Named object pointing items ::
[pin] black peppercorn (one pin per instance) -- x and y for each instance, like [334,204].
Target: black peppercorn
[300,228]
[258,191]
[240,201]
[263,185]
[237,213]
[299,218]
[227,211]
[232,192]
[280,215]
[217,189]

WHAT IS BEING ASKED :: Return every line of the items above verbatim, in their original order.

THE RESPONSE ::
[pin] black peppercorn (one pin per instance) -- x and y for each instance, like [334,204].
Target: black peppercorn
[300,228]
[258,191]
[240,201]
[263,185]
[237,213]
[299,218]
[227,211]
[232,192]
[280,215]
[217,189]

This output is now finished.